__Task to carry out__
Retype the records in full, and please keep the pictures out of the copy.

--- --- ---

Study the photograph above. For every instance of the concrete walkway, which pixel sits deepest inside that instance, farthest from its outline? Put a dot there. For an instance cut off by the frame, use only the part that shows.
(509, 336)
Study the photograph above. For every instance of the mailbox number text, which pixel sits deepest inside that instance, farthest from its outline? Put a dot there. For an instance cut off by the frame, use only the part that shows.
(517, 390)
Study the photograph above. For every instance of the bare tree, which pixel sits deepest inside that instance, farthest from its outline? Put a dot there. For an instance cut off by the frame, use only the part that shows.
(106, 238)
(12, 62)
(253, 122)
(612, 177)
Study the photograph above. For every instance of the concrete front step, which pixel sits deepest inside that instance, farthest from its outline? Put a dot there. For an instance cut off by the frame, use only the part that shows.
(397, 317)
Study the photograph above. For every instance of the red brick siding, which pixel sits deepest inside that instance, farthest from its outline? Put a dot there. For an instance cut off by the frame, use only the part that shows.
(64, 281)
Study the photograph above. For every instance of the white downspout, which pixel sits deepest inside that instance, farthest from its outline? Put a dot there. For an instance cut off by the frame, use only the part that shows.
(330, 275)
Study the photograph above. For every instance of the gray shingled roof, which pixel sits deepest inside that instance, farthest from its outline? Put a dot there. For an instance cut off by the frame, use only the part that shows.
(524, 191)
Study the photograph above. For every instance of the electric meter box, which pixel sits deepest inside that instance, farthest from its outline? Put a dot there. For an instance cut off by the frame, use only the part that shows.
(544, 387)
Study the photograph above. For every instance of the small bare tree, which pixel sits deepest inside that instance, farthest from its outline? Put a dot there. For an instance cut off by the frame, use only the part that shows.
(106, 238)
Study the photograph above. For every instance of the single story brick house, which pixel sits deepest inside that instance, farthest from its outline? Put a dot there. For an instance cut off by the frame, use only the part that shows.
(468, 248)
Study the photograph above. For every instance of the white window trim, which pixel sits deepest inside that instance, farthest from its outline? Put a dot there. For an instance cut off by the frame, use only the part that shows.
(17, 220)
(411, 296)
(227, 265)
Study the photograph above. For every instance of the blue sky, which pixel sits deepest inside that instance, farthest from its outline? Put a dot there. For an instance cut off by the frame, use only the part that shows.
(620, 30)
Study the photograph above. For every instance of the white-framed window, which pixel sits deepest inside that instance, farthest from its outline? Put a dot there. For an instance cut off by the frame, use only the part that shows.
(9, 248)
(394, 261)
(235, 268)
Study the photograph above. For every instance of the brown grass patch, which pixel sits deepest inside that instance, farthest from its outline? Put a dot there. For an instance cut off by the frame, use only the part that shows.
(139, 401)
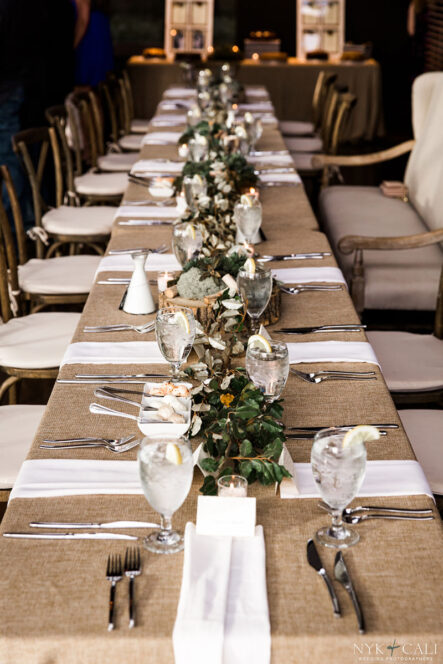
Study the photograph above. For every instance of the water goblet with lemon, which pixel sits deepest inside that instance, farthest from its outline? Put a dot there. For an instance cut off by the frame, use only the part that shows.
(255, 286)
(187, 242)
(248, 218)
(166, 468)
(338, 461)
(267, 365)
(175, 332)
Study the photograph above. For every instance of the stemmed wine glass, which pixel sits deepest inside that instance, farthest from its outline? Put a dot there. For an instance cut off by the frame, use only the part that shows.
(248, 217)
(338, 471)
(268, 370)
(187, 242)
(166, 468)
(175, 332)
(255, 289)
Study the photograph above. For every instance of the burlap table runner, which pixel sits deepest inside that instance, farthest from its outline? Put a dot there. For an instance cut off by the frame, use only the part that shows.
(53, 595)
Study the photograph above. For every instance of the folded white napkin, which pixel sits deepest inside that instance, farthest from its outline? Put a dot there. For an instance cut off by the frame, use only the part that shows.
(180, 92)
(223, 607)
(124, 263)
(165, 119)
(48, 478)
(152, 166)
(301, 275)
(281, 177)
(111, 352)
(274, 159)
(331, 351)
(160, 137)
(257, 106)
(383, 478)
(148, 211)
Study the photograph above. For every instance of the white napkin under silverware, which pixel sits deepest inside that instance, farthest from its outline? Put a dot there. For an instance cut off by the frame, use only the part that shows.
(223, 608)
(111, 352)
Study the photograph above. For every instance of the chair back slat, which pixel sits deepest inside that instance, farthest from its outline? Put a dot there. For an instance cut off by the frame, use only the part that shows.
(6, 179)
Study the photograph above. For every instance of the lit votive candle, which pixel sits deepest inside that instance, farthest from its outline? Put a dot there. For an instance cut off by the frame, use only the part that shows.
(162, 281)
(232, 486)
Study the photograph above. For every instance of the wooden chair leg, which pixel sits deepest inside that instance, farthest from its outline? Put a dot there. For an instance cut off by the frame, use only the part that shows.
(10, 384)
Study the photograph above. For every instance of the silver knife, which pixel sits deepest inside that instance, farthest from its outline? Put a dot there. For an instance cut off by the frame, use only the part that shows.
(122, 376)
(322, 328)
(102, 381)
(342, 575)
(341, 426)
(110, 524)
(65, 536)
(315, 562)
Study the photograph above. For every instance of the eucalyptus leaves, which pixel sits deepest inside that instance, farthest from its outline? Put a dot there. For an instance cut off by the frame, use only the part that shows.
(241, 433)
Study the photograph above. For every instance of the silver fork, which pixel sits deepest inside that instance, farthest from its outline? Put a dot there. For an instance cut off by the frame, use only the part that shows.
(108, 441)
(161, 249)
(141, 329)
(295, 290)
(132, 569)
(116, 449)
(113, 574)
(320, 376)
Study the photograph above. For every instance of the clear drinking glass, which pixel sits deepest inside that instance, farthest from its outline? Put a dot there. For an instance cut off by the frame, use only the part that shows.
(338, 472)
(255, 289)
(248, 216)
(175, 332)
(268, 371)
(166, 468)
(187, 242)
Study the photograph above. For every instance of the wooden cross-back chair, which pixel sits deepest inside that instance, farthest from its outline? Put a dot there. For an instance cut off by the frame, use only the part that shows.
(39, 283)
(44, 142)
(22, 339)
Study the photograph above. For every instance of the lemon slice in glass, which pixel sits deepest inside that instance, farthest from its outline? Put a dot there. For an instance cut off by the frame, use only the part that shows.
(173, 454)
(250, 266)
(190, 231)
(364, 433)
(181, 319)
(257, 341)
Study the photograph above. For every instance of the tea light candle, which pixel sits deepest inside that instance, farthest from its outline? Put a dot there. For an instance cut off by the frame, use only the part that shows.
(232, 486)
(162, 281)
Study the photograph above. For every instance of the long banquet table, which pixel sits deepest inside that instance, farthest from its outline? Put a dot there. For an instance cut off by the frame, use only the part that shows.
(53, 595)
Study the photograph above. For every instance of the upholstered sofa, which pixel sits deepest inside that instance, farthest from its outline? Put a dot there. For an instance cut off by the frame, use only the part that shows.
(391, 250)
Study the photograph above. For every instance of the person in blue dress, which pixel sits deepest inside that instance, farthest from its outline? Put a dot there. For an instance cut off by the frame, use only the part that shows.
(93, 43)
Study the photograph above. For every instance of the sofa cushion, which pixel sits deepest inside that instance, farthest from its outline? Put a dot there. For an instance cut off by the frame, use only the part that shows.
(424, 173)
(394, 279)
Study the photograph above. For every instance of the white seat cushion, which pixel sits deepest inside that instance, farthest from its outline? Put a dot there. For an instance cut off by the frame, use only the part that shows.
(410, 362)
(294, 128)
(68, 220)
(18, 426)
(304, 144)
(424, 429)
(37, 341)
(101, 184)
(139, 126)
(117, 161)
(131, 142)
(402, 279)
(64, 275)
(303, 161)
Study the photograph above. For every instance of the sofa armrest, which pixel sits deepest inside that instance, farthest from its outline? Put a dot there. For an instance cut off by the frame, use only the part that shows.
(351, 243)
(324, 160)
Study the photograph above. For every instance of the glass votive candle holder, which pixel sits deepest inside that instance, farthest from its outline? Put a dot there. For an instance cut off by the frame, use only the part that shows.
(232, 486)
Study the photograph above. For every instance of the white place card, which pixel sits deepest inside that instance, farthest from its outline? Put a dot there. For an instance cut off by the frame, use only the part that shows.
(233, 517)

--- --- ---

__Written answer__
Study the photograph above. For every instance of the concrete walkway, which pixel sits deepest inside that instance, farthest from its outline? Put a dot there. For an instance cut off by the frame, use only the part that shows.
(509, 336)
Study the photograph above. For every instance of the mailbox number text, which pixel sits deepest inside that instance, farthest from its outline? Put a dot there. For an instance cut off by the frame, use only the part that shows.
(517, 390)
Study the photograph above. For every instance of the bare tree, which pixel sits deepest inside that instance, farthest from its outline? Put a dot there. For an instance cut off by the frame, use only the part that shows.
(106, 238)
(12, 62)
(253, 122)
(612, 177)
Study the photograph above. For every instance of the concrete front step, which pixel sits deepest inside that instance, farthest from its outline? Put a dot there. For an instance cut off by the frame, use only the part that shows.
(397, 317)
Study the photograph above. For every instance of the red brick siding, which pixel sits deepest inside that instance, farthest from its outline? Put a dot there. For an instance cut off by the frame, use only the part that shows.
(64, 281)
Study the photograph above. For every instance of the white downspout, which pixel sits deepest inside that instance, farthest from its outline? Put a dot there. For an instance cut off by the frame, use only the part that shows.
(330, 275)
Study the photograph above. For every instance of the gray shingled roof, which pixel sits deepest inside that instance, farthest from its outline? Put a dot there. For an instance cut off by the frame, use only the part that shows.
(524, 191)
Study the photograph above. For every instance of the electric meter box, which pixel sits deepest inside that instance, farthest from its outline? Put a dot there. For an instance cut off by the frame, use only the part that shows.
(544, 387)
Study the photograph above. For every instance of the small bare tree, which pixel sits deepest inside that instance, farthest from its outline? Put a dot there. For an instance cut off by the frame, use only the part that shows.
(106, 238)
Study the photograph above. For every instance of the single story brick house, which pixel sits deepest inside that instance, farthest from its outline? Put a dot there. For an instance cut off by the frame, use only the part that shows.
(468, 248)
Study the photograph above. For every instance of the white window trim, which pixel sits deepest inside that instance, farthest from its outline? Put a dot there. For an instance cut off by the frame, use only the part that shows.
(17, 220)
(411, 296)
(227, 265)
Study the photograph above. For every instance of the blue sky, which pixel sits deepest inside that instance, farthest from its outline? Put a dot there. For an instance cut off by the frame, use only the part that shows.
(620, 30)
Study the photograph above. For every instance of the white-framed window, which pixel sits deepest inside that instance, farthest from its outline? Put a dot there. For an instance cut off by the frame, use only the part that shows.
(9, 248)
(394, 261)
(235, 268)
Study the photograph above. For every instance of the brown grass patch, which pixel sits deepest inside that instance, farthest from its outline? Put a dot there. For an instance cut off by the frame, use only the part that shows.
(139, 401)
Study the photograph above. For every instance of the water goblet with lemon, which pixel sits deepest inside that instance, farthest from its outline? Put a dot there. For an instance cut off by the frame, use only the part that shows.
(255, 286)
(187, 242)
(248, 218)
(166, 468)
(338, 461)
(267, 365)
(175, 332)
Study the photograph above. For every instance of the stemmed wine glass, which pixel sits deepest inside that instance, farthest from its outline? Put a dot there. For an instance cut off by the frame, use only the part that shows.
(248, 217)
(338, 471)
(268, 370)
(187, 242)
(166, 468)
(175, 332)
(255, 289)
Study the photograph above. For every instance of the burlap table runner, which pixel sits deepest inside that instance, farthest from its outline? Put a dot there. For an instance cut off by the frame, use only the part that shows.
(53, 595)
Study the photograph above. For every instance of the folded white napkin, which pixel sits deepest inside that instance, farthest from its outline? Put a dot there. For an instance cut off by the frame, use only the part that shows.
(180, 92)
(223, 607)
(124, 263)
(165, 119)
(48, 478)
(152, 166)
(301, 275)
(281, 177)
(111, 352)
(274, 159)
(331, 351)
(160, 137)
(257, 106)
(383, 478)
(148, 211)
Study the photograph above. For every instance of the white napkin under silverware, which pixel sits deepest inside that instance, farthest from its outline? Put a dot there. For an instance cut off by the frame, use only the part that shows.
(223, 608)
(111, 352)
Study the photograph above. For every instance of the chair back slat, which pixel sits deepest inside that instance, farthest from its outline? Put a dot there. For an instance cut off by the frame, use only the part that shows.
(6, 179)
Study the photograph above. For every instance of the lit votive candle, which pixel sits deepest inside that instance, farthest from its outline? Put a dot there. For an instance cut off by the frame, use only the part that shows.
(162, 281)
(232, 486)
Study the photograph above. For every instance of the wooden chair leg, which pixel sits deepest inside that instance, farthest from its outline? Put a dot there. For an instance cut off by the frame, use only the part that shows.
(10, 384)
Study the photograph above. For every instance of the silver knife, which pixel sits deepest inside that instance, farthest from its outline? Put a dot there. For an instance cut off by the frame, use only the part that shows.
(122, 376)
(322, 328)
(102, 381)
(342, 575)
(341, 426)
(110, 524)
(65, 536)
(315, 562)
Study the photograph above. For every instance of the eucalyptus leaves, which pixel sits deepest inside that instance, farthest from its outline? Put a dot there. For an instance cut off by the frame, use only the part that shows.
(241, 433)
Study the photograph above. For every instance of the silver fork, which pixel sits deepest inside that instance, farthest from its outline? Put a dot there. For an instance cut off by the frame, use only the part that shows.
(108, 441)
(161, 249)
(141, 329)
(295, 290)
(132, 569)
(116, 449)
(113, 574)
(320, 376)
Study the photograph above. For every instance of the clear drinking glass, which pixel sits deepest inside that instance, farthest from its outline? Put a dot there. For an instance cut off by the frame, use only the part that shows.
(338, 472)
(255, 289)
(248, 216)
(175, 332)
(268, 371)
(166, 468)
(187, 242)
Study the photograph above. For every instance of the wooden cross-back chair, which pixel sits deepest inside that instance, farthest from its outline? Put a dot there. For an instance cut off by the frame, use only the part that shows.
(39, 283)
(44, 142)
(22, 339)
Study the photograph above. For every instance of the lemon slice in glass, which pixel sits deepest inside that instance, farthest from its outline? Put a dot there. For an instance cut off by the frame, use only the part that shows.
(173, 454)
(250, 266)
(190, 231)
(364, 433)
(181, 319)
(257, 341)
Study the photograph above. For every instance of the tea light candle, which pixel sits deepest inside that instance, farthest from its outline? Put a dot there. For an instance cut off by the frame, use only the part that shows.
(232, 486)
(162, 281)
Study the photograph above. For every instance of the long banquet table, which pixel sits deepest inside that instance, farthest from its outline? Put a dot there. For an instance cut off by the frame, use only the part that shows.
(53, 595)
Study the photograph above. For every instance of the upholstered sofa, which pixel sits deepest inside that instance, farthest from its outline? Put a dot there. For an instance cut off by the frame, use only the part that shows.
(391, 250)
Study the photograph above. For every instance of the person in blue dress, which pixel sits deepest inside that instance, farthest from its outline? Put a dot there. For an instance cut off by the frame, use only the part that shows.
(93, 43)
Study the photograph above. For every instance of the sofa cushion, which pixel sits deepest inside that instance, farthest from its outline? Put a dot there. For an instance cut off by the frame, use only the part that shows.
(424, 173)
(394, 279)
Study the photograph above. For every instance of the white seat cushion, which pixel sits deepest inside that instance, farthest from its outline? Put a dot there. For an instance cut off by the frame, use only the part that shows.
(410, 362)
(294, 128)
(68, 220)
(18, 426)
(304, 144)
(424, 429)
(37, 341)
(101, 184)
(139, 126)
(117, 161)
(131, 142)
(402, 279)
(64, 275)
(303, 161)
Study the photograph above. For every instance of the sofa armrest, which pixel sits deepest inside that instance, farthest from its outline? Put a dot there. For an instance cut off by the frame, use only the part that shows.
(351, 243)
(324, 160)
Study the photograph above. For every instance of the glass votive candle holder, which pixel sits deepest inside that instance, farthest from its outline? Put a dot there. For an instance cut off by the frame, use only the part that shows.
(232, 486)
Study the photograph above. For every instance of the white place card, which pixel sits deepest inside that instance, farthest from its outline? Put a dot there. For an instance cut off by the frame, use only the part that shows.
(233, 517)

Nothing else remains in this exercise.